Славяно-русские древности в «Слове о полке Игореве» и «небесное» государство Платона. Леонид Гурченко
Всеволоде!
стоиши на бо́рони,
прыщеши на́ во́и стрелами,
гремлеши о шеломы
мечи харалужными[23].
Камо Тур поско́чяше,
своим златым шеломом посвечивая,
тамо лежат
поганые головы половецкыя,
поскепаны саблями каленами
шеломы оварьскыя
от тебе Яр Туре Всеволоде.
Кая рана дорога, братие,
забыв чти и живота,
и града Чрънигова,
отня злата стола,
и своя милыя хоти,
красныя Глебовны,
свычая и обычая?
Геракл-Таргитай-Троян. Таргитай, поражающий чудовище топором
Были вечи <сечи> Тро́яни,
минула лета Яро́славли[24],
были плъци Олговы,
Ольга Святьславличя, —
тьи бо о́лег мечем крамолу коваше
и стрелы по земли́ сеяше.
Ступает в злат стремень
в граде Тьмуторокане,
тоже звон слыша
давний Великый Яро́славь сын Всеволод,
а Владимир по вся у́тра уши закладаша
в Чернигове[25].
Бориса же Вячеславлича
слава на суд приведе,
и на Ка́нину
зе́лену па́полому постла[26],
за обиду о́лгову, —
храбра и млада князя.

Представленные данные →

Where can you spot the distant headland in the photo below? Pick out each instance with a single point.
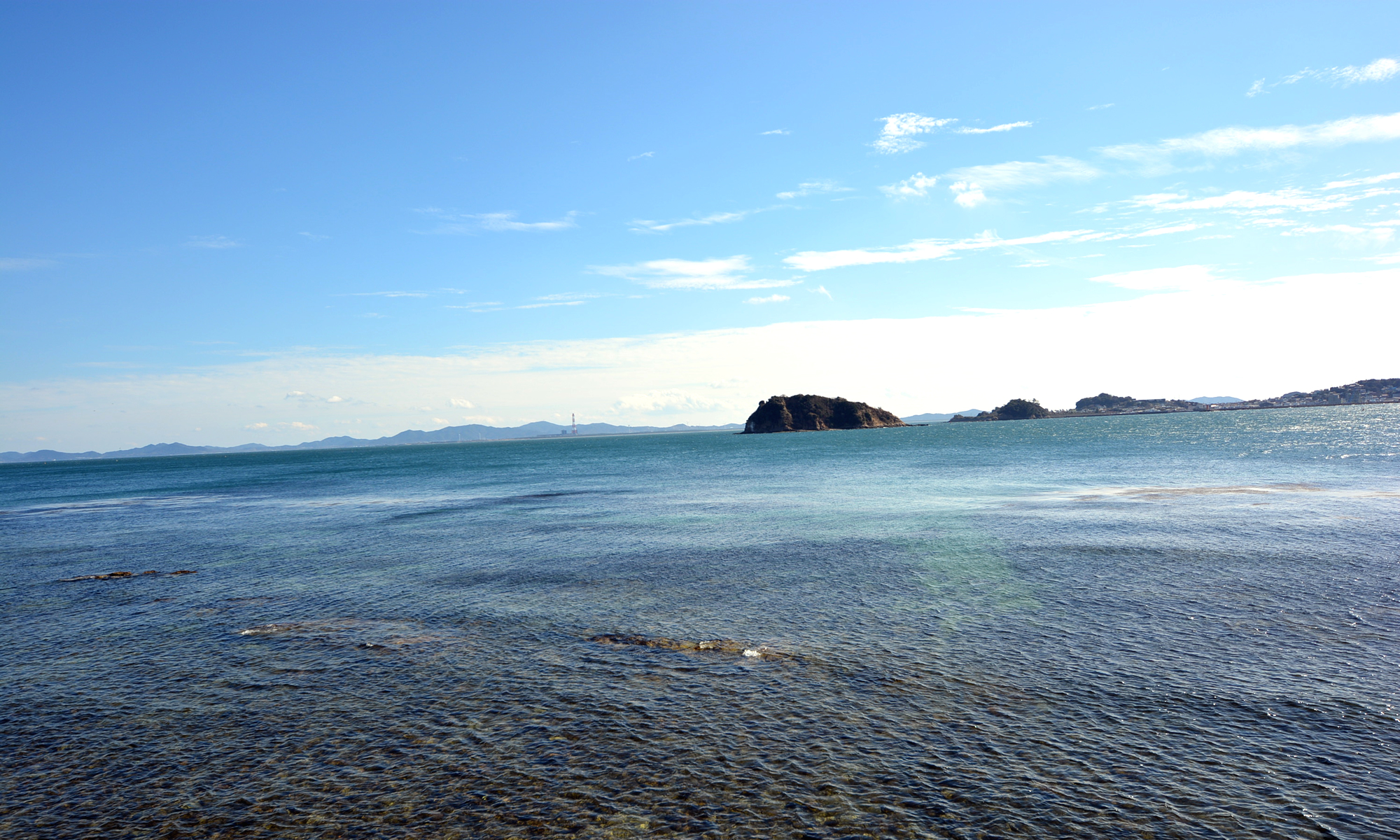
(449, 435)
(808, 412)
(1363, 393)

Задание →
Обновите фрагмент исходного текста начиная со слов «Геракл-Таргитай-Троян. Таргитай, поражающий» и до слов «в Чернигове[25].» включительно, заменив «Тьмуторокане» на «Тмутаракани». Материал для работы не понадобится.

Полное решение →
Геракл-Таргитай-Троян. Таргитай, поражающий чудовище топором
Были вечи <сечи> Тро́яни,
минула лета Яро́славли[24],
были плъци Олговы,
Ольга Святьславличя, —
тьи бо о́лег мечем крамолу коваше
и стрелы по земли́ сеяше.
Ступает в злат стремень
в граде Тмутаракани,
тоже звон слыша
давний Великый Яро́славь сын Всеволод,
а Владимир по вся у́тра уши закладаша
в Чернигове[25].